§ **About this exercise**
Can you copy everything from "The Notification is" down to "(Wvg.) Co. Ltd." in the forest produce passage below, word for word?

By order of the Governor K.V. Vidhyadharan
Additional Secretary to Govt.
589 EXPLANATORY NOTE After Government have
notified selling price of Forest Produce under section 3 of Act 29 of 1978,
Forest Produce cannot be sold at prices less than the selling price. Under
section 6 of the Act, Government can exempt in public interest, by
Notification, the sale of any Forest Produce to companies owned by the Central
Government, by Government of Kerala. As Kerala Newsprint Project, Bamboo
Corporation and the Tranvancore Plywood Industries, Punalur are undertakings of
the Central Government and the Government of Kerala respectively, it is
considered expedient to exempt these from the provisions of section 5 of the
Act.
The Notification is intended to achieve the
above purpose." The State Government issued the Notification under section
3 of the Act fixing the price below which forest produce covered by the Act
could not be sold. Aggrieved by the Notification granting exemption to the
Government companies, the two companies in the private sector, namely, Punalur
Paper Mills Limited and the Gwalior Rayon Silk Manufacturing (Wvg.) Co. Ltd.
filed writ petitions in the High Court questioning the constitutional validity
of section 6 and the Notification granting exemption thereunder in favour of
the appellant Hindustan Paper Corporation Ltd. and two other companies owned by
the Government of Kerala.

§ **Information supplied**
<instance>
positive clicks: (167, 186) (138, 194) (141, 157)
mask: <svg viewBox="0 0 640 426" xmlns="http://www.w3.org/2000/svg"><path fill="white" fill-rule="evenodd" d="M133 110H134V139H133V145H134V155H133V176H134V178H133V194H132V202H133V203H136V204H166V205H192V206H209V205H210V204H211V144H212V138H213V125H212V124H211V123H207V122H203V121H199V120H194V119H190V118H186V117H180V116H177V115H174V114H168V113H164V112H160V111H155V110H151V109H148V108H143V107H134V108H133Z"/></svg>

§ **Output of the exercise**
The Notification is intended to achieve the
above purpose." The State Government issued the Notification under section
3 of the Act fixing the price below which forest produce covered by the Act
could not be sold. Aggrieved by the Notification granting exemption to the
Government companies, the two companies in the private sector, namely, Punalur
Paper Mills Limited and the Gwalior Rayon Silk Manufacturing (Wvg.) Co. Ltd.